--- Given text ---
##############################

Compliance Blog

Feb 01, 2012

CFPB Issues Final Rule on Remittance Transfers; Proposes Changes As Well

Written by Bernadette Clair, Regulatory Compliance Counsel

On January 20, 2012, the CFPB adopted a final rule amending Regulation E (Electronic Fund Transfers) to include consumer protections for various types of remittance transfers.  The rule was originally proposed by the Federal Reserve Board last May; however, authority to finalize the rulemaking transferred to the CFPB on July 21, 2011.

Effective Date.  The rule will be effective February 7, 2013.  The rule is slated to be published in the Federal Register on February 7, 2012.  The final rule and a proposed rule are both available at the Federal Register Public Inspection Desk (click the links that say "pre-publication PDF version" to find the full language).

Location in Regulation E.  The new rules will be located in a new Subpart B to Regulation E.  The rule creates new sections 12 CFR 1005.30-36 along with new model forms (A-30 through A-41).  After the rule is published in the Federal Register, the new requirements will be added to the CFPB's Reg E in the Electronic Code of Federal Regulations.

##############################

--- Set task a ---
Set down the passage from the blog post on remittance transfers word for word, beginning at the words "Feb 01, 2012" and stopping after "the full language).".
The listing that comes next is unrelated to the blog post on remittance transfers.

Extracted data entries:
##############################

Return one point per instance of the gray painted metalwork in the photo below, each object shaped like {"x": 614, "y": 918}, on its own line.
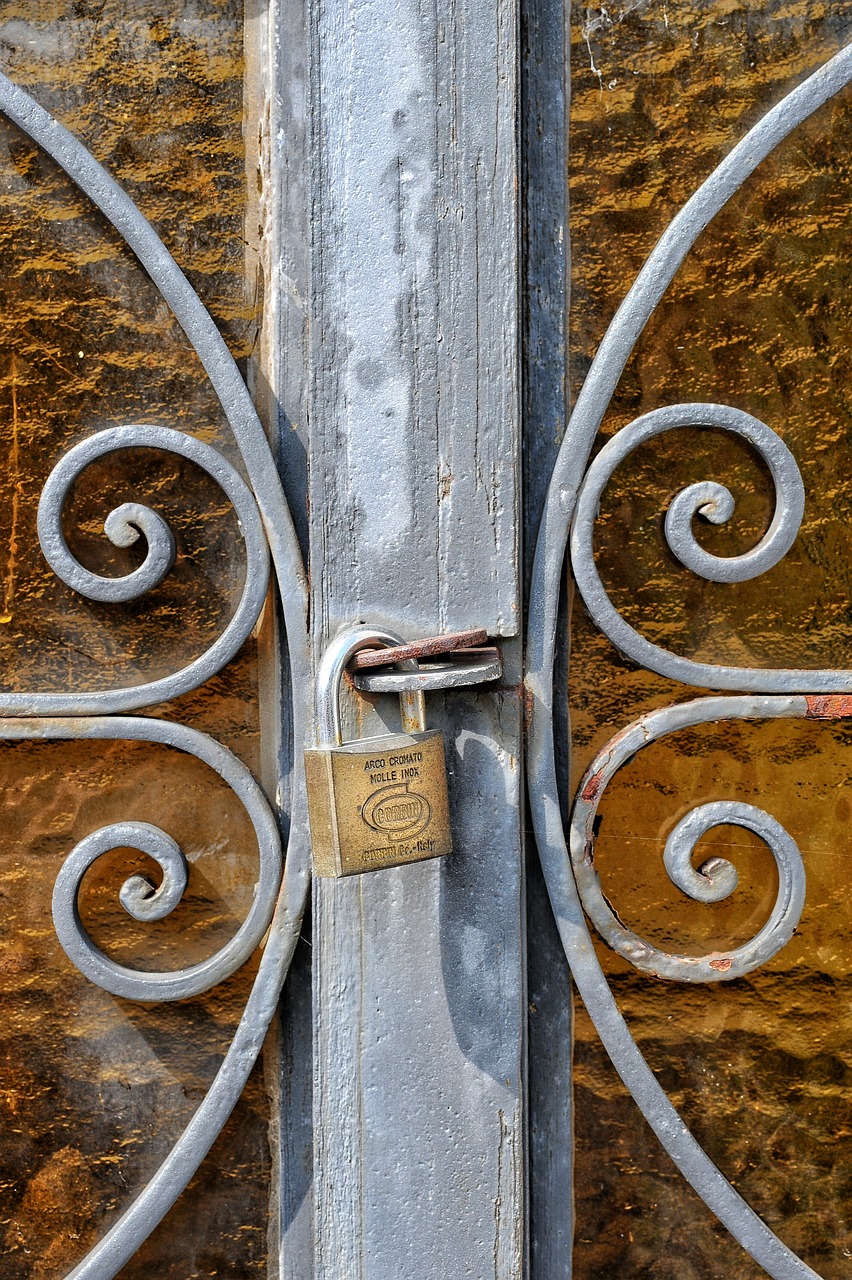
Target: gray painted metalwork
{"x": 119, "y": 1244}
{"x": 613, "y": 353}
{"x": 717, "y": 877}
{"x": 136, "y": 892}
{"x": 123, "y": 526}
{"x": 434, "y": 675}
{"x": 330, "y": 673}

##############################

--- Set task b ---
Output every line of the extracted data entries listing as a JSON list of strings, one string per line, with blank lines dropped. Leave the pictures out of the answer.

--- Correct answer a ---
Feb 01, 2012

CFPB Issues Final Rule on Remittance Transfers; Proposes Changes As Well

Written by Bernadette Clair, Regulatory Compliance Counsel

On January 20, 2012, the CFPB adopted a final rule amending Regulation E (Electronic Fund Transfers) to include consumer protections for various types of remittance transfers.  The rule was originally proposed by the Federal Reserve Board last May; however, authority to finalize the rulemaking transferred to the CFPB on July 21, 2011.

Effective Date.  The rule will be effective February 7, 2013.  The rule is slated to be published in the Federal Register on February 7, 2012.  The final rule and a proposed rule are both available at the Federal Register Public Inspection Desk (click the links that say "pre-publication PDF version" to find the full language).

--- Correct answer b ---
[
  "Return one point per instance of the gray painted metalwork in the photo below, each object shaped like {\"x\": 614, \"y\": 918}, on its own line.",
  "Target: gray painted metalwork",
  "{\"x\": 119, \"y\": 1244}",
  "{\"x\": 613, \"y\": 353}",
  "{\"x\": 717, \"y\": 877}",
  "{\"x\": 136, \"y\": 892}",
  "{\"x\": 123, \"y\": 526}",
  "{\"x\": 434, \"y\": 675}",
  "{\"x\": 330, \"y\": 673}"
]